### ABOUT THIS TASK
Determine the number of lines in the data that contain "below", and write only that number.

### INPUT FOR THIS TASK
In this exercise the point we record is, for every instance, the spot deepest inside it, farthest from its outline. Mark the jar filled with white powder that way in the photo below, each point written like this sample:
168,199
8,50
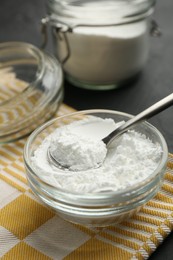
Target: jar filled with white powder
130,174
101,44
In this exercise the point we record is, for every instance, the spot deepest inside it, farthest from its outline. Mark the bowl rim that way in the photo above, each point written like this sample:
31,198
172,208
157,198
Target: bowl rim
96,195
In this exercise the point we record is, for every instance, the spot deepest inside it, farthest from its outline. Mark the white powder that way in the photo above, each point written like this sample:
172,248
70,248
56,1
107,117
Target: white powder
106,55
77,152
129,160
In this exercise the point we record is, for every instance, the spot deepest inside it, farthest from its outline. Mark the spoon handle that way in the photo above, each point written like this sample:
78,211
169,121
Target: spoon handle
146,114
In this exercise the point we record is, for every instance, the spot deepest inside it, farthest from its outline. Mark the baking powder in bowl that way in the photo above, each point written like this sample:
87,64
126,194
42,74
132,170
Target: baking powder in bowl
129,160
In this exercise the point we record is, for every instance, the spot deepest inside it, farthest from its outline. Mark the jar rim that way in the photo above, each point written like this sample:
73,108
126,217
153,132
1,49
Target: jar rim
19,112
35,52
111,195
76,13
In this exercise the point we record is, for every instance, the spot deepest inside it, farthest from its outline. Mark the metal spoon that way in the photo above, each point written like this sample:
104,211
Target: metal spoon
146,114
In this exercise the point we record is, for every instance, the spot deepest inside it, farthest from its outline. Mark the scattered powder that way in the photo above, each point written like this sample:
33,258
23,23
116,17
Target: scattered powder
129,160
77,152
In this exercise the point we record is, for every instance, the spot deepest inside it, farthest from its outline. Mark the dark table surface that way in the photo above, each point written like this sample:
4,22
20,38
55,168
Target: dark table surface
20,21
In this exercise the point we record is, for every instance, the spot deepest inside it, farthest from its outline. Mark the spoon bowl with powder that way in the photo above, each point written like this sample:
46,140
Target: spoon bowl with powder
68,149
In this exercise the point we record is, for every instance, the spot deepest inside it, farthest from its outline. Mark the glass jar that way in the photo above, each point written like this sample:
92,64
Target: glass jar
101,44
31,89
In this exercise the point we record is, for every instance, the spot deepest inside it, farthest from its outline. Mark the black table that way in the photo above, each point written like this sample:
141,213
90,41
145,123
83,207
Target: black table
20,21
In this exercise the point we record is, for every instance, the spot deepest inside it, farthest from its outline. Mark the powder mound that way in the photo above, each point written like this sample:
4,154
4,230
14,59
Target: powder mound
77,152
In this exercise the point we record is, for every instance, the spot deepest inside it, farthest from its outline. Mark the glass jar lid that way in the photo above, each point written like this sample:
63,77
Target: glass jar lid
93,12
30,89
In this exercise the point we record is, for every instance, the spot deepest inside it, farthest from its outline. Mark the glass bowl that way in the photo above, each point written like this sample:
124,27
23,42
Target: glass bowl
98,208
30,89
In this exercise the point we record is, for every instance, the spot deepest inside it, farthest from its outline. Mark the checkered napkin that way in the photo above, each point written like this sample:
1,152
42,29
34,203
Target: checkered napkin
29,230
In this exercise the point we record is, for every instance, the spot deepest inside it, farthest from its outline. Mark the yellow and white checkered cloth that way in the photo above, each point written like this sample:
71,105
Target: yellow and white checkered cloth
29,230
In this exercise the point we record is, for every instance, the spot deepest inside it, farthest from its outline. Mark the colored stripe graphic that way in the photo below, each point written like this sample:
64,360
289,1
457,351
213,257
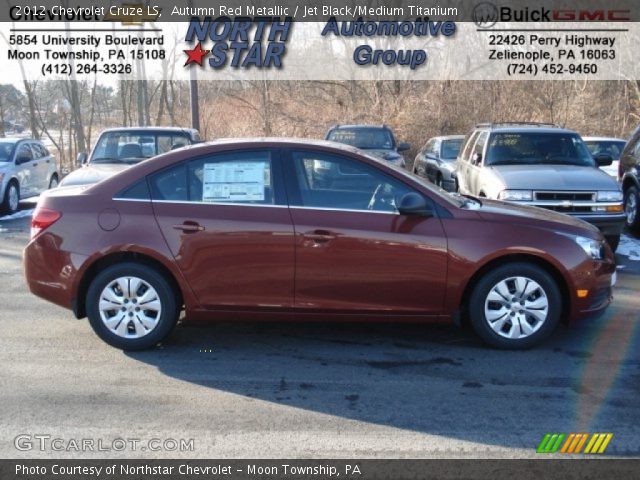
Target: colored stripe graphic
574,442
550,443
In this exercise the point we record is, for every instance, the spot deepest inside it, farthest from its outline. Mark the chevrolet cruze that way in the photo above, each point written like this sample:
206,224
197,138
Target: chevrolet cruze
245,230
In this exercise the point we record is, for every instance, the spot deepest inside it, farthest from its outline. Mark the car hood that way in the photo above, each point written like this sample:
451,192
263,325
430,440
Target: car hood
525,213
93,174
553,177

### EXERCISE RESPONSE
2